SUPPLIED ENTRIES

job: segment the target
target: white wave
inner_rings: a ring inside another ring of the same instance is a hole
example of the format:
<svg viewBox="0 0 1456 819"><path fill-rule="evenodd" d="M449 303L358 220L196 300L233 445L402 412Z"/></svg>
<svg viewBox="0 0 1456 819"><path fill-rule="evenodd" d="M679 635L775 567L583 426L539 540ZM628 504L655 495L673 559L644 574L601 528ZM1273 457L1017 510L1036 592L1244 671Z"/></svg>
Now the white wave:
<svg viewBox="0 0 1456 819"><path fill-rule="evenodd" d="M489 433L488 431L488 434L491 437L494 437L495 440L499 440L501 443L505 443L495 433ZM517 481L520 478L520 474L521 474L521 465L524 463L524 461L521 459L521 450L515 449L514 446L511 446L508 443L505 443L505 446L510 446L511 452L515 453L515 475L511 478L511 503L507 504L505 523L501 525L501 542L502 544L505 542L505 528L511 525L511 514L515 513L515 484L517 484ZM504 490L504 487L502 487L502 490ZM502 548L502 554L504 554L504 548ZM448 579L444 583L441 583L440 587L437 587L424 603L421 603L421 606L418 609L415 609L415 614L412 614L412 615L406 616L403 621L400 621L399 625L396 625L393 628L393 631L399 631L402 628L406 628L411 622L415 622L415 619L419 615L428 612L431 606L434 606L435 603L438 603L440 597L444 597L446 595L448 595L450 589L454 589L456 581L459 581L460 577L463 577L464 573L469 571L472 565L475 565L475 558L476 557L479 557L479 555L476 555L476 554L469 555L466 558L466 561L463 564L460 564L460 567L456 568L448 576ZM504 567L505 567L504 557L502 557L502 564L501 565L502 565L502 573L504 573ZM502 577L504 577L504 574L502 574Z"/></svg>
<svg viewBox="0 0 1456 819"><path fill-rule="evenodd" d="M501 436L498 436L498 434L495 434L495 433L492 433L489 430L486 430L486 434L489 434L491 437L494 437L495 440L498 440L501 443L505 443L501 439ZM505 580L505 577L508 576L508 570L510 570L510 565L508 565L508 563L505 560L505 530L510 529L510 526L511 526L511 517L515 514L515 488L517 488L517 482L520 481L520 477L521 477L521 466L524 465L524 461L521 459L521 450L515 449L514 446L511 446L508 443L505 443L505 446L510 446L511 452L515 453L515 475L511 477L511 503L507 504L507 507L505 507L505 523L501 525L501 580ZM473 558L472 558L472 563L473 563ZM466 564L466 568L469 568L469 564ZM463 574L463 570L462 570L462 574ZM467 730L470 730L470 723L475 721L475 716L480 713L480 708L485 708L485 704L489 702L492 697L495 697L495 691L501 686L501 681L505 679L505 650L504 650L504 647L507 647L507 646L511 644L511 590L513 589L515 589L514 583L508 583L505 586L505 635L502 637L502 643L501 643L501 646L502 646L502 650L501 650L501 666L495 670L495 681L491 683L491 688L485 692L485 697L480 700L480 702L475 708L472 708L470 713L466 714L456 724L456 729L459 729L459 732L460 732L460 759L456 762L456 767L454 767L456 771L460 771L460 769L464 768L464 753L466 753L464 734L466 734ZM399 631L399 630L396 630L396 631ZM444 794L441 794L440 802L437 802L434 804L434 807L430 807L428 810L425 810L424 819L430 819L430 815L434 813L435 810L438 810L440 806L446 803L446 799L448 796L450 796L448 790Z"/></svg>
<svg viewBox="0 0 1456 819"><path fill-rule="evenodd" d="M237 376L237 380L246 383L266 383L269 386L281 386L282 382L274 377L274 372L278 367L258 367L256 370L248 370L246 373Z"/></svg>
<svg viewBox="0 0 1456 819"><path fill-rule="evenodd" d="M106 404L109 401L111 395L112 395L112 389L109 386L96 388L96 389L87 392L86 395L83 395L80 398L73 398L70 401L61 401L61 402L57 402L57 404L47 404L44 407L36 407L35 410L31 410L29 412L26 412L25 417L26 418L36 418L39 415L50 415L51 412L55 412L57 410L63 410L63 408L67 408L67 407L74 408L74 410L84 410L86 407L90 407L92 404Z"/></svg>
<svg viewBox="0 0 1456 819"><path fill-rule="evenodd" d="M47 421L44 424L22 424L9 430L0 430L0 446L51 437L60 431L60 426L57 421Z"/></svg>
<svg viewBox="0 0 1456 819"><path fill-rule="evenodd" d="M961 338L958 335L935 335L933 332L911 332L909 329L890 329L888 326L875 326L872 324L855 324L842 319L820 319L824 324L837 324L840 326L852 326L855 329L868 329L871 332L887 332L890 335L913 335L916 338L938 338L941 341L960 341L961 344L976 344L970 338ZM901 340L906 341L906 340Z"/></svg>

WORK REQUIRED
Using the data above, output each line exactly.

CORRECT RESULT
job: segment the target
target: white wave
inner_rings: a ring inside another ring of the same instance is a hole
example of the format:
<svg viewBox="0 0 1456 819"><path fill-rule="evenodd" d="M449 303L358 220L196 300L233 445L402 412Z"/></svg>
<svg viewBox="0 0 1456 819"><path fill-rule="evenodd" d="M679 635L775 567L583 426L539 540ZM628 504L655 495L673 559L644 574L601 528ZM1273 457L1017 510L1036 592L1244 671Z"/></svg>
Now the white wave:
<svg viewBox="0 0 1456 819"><path fill-rule="evenodd" d="M489 433L488 431L488 434L491 437L494 437L495 440L499 440L501 443L505 443L495 433ZM517 481L520 478L520 474L521 474L521 465L524 463L524 461L521 459L521 450L515 449L514 446L511 446L508 443L505 443L505 446L510 446L511 452L515 453L515 475L511 478L511 503L507 504L505 523L501 525L501 542L502 544L505 542L505 528L511 525L511 514L515 513L515 484L517 484ZM504 490L504 487L502 487L502 490ZM502 548L502 554L504 554L504 548ZM448 579L444 583L441 583L440 587L437 587L424 603L421 603L421 606L418 609L415 609L415 614L412 614L412 615L406 616L403 621L400 621L399 625L396 625L393 628L393 631L399 631L402 628L406 628L411 622L415 622L415 619L419 615L428 612L431 606L434 606L435 603L438 603L440 597L444 597L446 595L448 595L450 589L454 589L456 581L459 581L460 577L463 577L464 573L469 571L472 565L475 565L475 558L476 557L479 557L479 555L476 555L476 554L469 555L466 558L466 561L463 564L460 564L460 567L456 568L448 576ZM504 567L505 567L504 557L502 557L502 564L501 565L502 565L502 573L504 573ZM502 577L504 577L504 574L502 574Z"/></svg>
<svg viewBox="0 0 1456 819"><path fill-rule="evenodd" d="M501 436L498 436L498 434L495 434L495 433L492 433L489 430L486 430L486 434L489 434L491 437L494 437L495 440L498 440L501 443L505 443L501 439ZM505 580L505 577L508 576L508 570L510 570L510 565L508 565L508 563L505 560L505 530L510 529L510 526L511 526L511 517L515 514L515 488L517 488L517 482L520 481L520 477L521 477L521 466L524 465L524 461L521 459L521 450L515 449L514 446L511 446L508 443L505 443L505 446L510 446L511 452L515 453L515 475L511 477L511 503L507 504L507 507L505 507L505 523L501 525L501 580ZM473 558L472 558L472 563L473 563ZM466 564L466 568L469 568L469 564ZM463 574L463 570L462 570L462 574ZM467 730L470 730L470 723L475 721L475 716L480 713L480 708L485 708L485 704L489 702L492 697L495 697L495 691L501 686L501 681L505 679L505 650L504 650L504 647L507 647L507 646L511 644L511 590L513 589L515 589L514 583L508 583L505 586L505 635L502 637L502 643L501 643L501 646L502 646L502 650L501 650L501 666L495 670L495 681L491 683L491 688L485 692L485 697L480 700L480 702L475 708L472 708L470 713L466 714L456 724L456 729L459 729L459 732L460 732L460 759L456 762L456 767L454 767L456 771L460 771L460 769L464 768L464 753L466 753L464 734L466 734ZM399 631L399 630L396 630L396 631ZM444 794L441 794L440 802L437 802L434 804L434 807L430 807L428 810L425 810L424 819L430 819L430 815L434 813L435 810L438 810L440 806L446 803L446 799L448 796L450 796L448 790Z"/></svg>
<svg viewBox="0 0 1456 819"><path fill-rule="evenodd" d="M237 376L237 380L246 383L266 383L269 386L281 386L282 382L274 377L274 372L278 367L258 367L256 370L248 370L246 373Z"/></svg>
<svg viewBox="0 0 1456 819"><path fill-rule="evenodd" d="M106 404L109 401L111 395L112 395L112 389L109 386L96 388L96 389L87 392L86 395L83 395L80 398L73 398L70 401L61 401L61 402L57 402L57 404L47 404L44 407L36 407L35 410L31 410L29 412L26 412L25 417L26 418L36 418L39 415L50 415L51 412L55 412L57 410L63 410L63 408L67 408L67 407L74 408L74 410L84 410L86 407L90 407L92 404Z"/></svg>
<svg viewBox="0 0 1456 819"><path fill-rule="evenodd" d="M47 421L44 424L22 424L9 430L0 430L0 446L51 437L60 431L60 426L57 421Z"/></svg>
<svg viewBox="0 0 1456 819"><path fill-rule="evenodd" d="M961 338L958 335L935 335L933 332L911 332L909 329L890 329L888 326L875 326L872 324L855 324L842 319L820 319L824 324L837 324L840 326L852 326L855 329L868 329L871 332L887 332L890 335L913 335L916 338L938 338L941 341L960 341L961 344L976 344L970 338ZM901 340L906 341L906 340Z"/></svg>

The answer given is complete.